Every line from the top of the records through the one bearing "column 129, row 95" is to be reproduced exactly, and pictures are to be left out.
----
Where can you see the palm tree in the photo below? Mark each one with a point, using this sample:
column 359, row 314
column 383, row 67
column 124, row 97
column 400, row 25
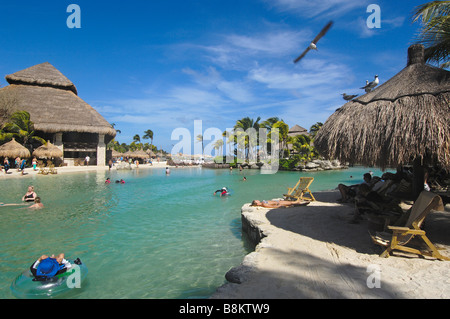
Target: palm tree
column 283, row 130
column 268, row 124
column 245, row 124
column 114, row 127
column 200, row 139
column 22, row 128
column 148, row 135
column 137, row 142
column 435, row 32
column 315, row 128
column 218, row 145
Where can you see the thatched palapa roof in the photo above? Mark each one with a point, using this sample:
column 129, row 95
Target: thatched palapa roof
column 53, row 103
column 405, row 119
column 48, row 150
column 297, row 130
column 14, row 149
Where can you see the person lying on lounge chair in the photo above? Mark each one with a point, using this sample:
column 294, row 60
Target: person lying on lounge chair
column 278, row 203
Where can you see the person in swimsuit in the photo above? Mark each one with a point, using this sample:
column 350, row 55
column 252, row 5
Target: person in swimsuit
column 6, row 165
column 48, row 267
column 277, row 203
column 223, row 191
column 30, row 195
column 37, row 204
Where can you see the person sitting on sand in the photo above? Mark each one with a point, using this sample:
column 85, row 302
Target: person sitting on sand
column 48, row 267
column 351, row 191
column 369, row 201
column 30, row 195
column 37, row 204
column 278, row 203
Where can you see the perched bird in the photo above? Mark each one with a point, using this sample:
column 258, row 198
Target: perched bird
column 369, row 86
column 348, row 97
column 313, row 44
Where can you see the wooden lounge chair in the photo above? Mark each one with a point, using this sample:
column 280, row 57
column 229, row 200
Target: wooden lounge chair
column 401, row 236
column 300, row 189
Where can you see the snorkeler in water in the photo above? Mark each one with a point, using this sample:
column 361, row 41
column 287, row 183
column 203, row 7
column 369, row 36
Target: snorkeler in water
column 223, row 191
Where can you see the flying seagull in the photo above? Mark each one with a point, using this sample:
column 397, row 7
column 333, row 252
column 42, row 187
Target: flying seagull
column 348, row 97
column 369, row 86
column 312, row 45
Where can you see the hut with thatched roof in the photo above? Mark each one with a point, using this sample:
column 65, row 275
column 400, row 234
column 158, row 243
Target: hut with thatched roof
column 406, row 120
column 297, row 130
column 58, row 113
column 14, row 149
column 48, row 150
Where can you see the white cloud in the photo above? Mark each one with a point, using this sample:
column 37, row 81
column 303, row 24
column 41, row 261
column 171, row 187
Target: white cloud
column 312, row 9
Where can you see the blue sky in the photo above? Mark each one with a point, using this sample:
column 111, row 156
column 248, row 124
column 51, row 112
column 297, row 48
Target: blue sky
column 160, row 65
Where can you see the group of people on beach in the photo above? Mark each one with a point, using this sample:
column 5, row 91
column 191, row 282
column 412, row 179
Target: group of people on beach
column 19, row 164
column 377, row 195
column 29, row 197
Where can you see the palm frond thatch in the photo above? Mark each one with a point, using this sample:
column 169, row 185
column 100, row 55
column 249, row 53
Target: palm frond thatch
column 406, row 118
column 14, row 149
column 53, row 103
column 48, row 150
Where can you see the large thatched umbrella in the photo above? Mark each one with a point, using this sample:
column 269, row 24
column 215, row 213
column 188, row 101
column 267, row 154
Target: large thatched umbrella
column 139, row 154
column 14, row 149
column 405, row 120
column 48, row 150
column 53, row 103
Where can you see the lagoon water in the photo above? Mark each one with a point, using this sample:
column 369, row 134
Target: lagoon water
column 155, row 236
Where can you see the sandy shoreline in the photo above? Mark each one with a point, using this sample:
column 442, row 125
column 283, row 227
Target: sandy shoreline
column 12, row 173
column 314, row 252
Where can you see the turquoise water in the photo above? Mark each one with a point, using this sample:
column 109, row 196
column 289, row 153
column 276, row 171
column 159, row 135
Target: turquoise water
column 155, row 236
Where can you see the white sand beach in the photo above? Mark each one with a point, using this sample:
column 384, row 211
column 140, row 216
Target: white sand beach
column 13, row 173
column 314, row 252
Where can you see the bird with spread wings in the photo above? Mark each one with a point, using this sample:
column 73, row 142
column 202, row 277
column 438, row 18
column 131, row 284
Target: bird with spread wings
column 313, row 44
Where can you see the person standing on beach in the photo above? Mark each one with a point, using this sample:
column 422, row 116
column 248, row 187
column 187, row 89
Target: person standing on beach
----
* WRITTEN RESPONSE
Where can you see the palm tree in the photo below? Mark each one with a point, using this sample:
column 359, row 314
column 383, row 67
column 124, row 97
column 400, row 25
Target: palm tree
column 283, row 130
column 268, row 124
column 245, row 124
column 114, row 127
column 200, row 139
column 22, row 128
column 148, row 135
column 137, row 142
column 435, row 32
column 315, row 128
column 218, row 145
Where can you see the thatched palapa roof in the photo above? Mark each one with a point, using this sample:
column 129, row 95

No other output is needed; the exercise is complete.